#### Document:
-=-=-

All the wonderful sticky, spicy, deliciousness of a classic old-fashioned gingerbread cake… in a handy traybake form – easy to cut and perfect for sharing. Keep this Easy Gingerbread Traybake Cake traditional and leave it un-iced, or drizzle with a simple lemon icing and scatter with stem ginger for an easy peasy wow factor!
This blog post contains affiliate links, this means if you click on a link and go on to buy the product I recommend, I will get a small commission, but you will not be charged a penny more – thanks in advance!
Proper old-fashioned gingerbread cake
I am a big fan of proper old fashioned gingerbread cake – sticky and packed with plenty of ginger and other spices… and they don’t come much more traditional and old fashioned than Mary Ball Washington’s recipe from 1784. (Mary Ball Washington was George Washington’s mother, in case you didn’t know…)
I first tasted Mary Ball Washington’s fabulous recipe – warm from the oven – at the American Museum in Bath over 25 years ago… It is one of those flavours that has stuck in my mind for all the years since then… (Tell me I am not the only one to keep such long food memories?!)
Well, I actually went back to the American Museum for my 40th birthday a little while ago. Sadly they were not serving the gingerbread that time, but, while I was browsing in the gift shop, I spotted they had a cookbook for sale, and lo and behold it had Mary Ball Washington’s gingerbread cake recipe in it – hoorah! Naturally I snapped it up so I could recreate the recipe at home…
Easy Gingerbread Traybake Cake
Well, me being me, I then spent some time playing around with the recipe… I wanted to recreate the wonderful traditional flavour and texture of Mary Ball Washington’s recipe, but I also wanted to simplify the recipe to make it as easy peasy as possible to make. (If you’ve been around here for any length of time, you know I am obsessed with simplifying recipes as much as possible!)
So my version of Mary Ball Washington’s gingerbread has fewer ingredients and fewer processes, but is still packed with fabulous traditional ginger cake flavour.
I have also tweaked the recipe to make it fit a traybake pan – to make it easy peasy to cut and perfect for sharing at parties, selling at bakesales etc. And I’ve translated the quantities into metric units for us Brits. (Though if you need US customary measurements, I’ve included those too!)
So, no, this isn’t the exact Mary Ball Washington recipe for gingerbread cake – but it very much captures the essence of Mary Ball Washington’s recipe, while being simpler, quicker and in a convenient traybake format.
How to decorate gingerbread cake
Gingerbread cake is wonderful warm, fresh out of the oven (as I first had it all those years ago). It is also arguably even more delicious once cooled and wrapped up for a few days before eating.
But, un-iced, what can I say… it’s not much of a looker – it is, after all a bit of a boring brown rectangle… an utterly delicious and moreish boring brown rectangle, but a boring brown rectangle none-the-less!
And sometimes, well, you want a bit more pizzazz – a bit more drama, a bit more wow-factor… Basically, you want some kind of decoration!
So I got my thinking cap on again and came up with this very simple, but very effective way to decorate this delicious gingerbread cake: namely, a simple lemon water icing drizzled ‘graffiti-style’ over the cake and finished with tiny pieces of stem ginger liberally scattered on top.

-=-=-

#### Listed entries:
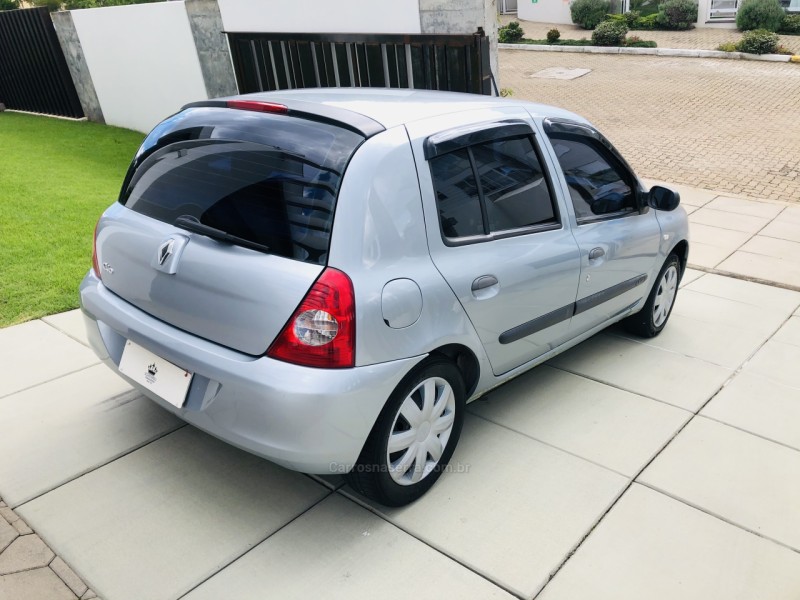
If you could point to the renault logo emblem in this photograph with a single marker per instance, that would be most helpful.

-=-=-

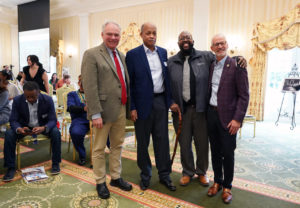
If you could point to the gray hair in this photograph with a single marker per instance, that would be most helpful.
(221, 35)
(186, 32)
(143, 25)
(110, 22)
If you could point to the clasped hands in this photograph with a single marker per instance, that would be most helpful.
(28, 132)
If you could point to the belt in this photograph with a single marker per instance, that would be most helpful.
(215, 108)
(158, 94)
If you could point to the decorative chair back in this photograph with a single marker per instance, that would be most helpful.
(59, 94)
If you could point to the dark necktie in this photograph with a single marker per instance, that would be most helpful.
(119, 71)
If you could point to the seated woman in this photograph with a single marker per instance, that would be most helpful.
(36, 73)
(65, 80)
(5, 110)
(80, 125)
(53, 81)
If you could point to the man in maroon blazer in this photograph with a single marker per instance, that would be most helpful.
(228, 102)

-=-=-

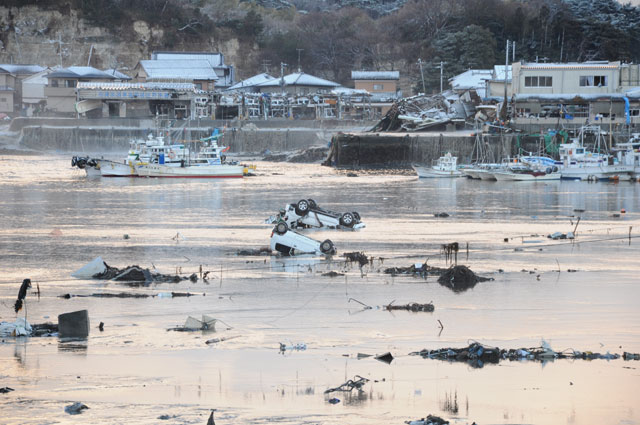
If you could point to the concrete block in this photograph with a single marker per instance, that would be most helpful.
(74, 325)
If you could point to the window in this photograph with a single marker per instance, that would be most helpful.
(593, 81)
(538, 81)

-=-=-

#### Direction 1:
In the gingerbread post, change "boring brown rectangle" to "plain brown slab" in the passage from "But, un-iced, what" to "kind of decoration!".
#### Direction 2:
According to the gingerbread post, where was Mary Ball Washington's recipe first tasted warm from the oven?
The items have no connection to the gingerbread post.

#### Exercise output 1:
But, un-iced, what can I say… it’s not much of a looker – it is, after all a bit of a plain brown slab… an utterly delicious and moreish plain brown slab, but a plain brown slab none-the-less!
And sometimes, well, you want a bit more pizzazz – a bit more drama, a bit more wow-factor… Basically, you want some kind of decoration!

#### Exercise output 2:
At the American Museum in Bath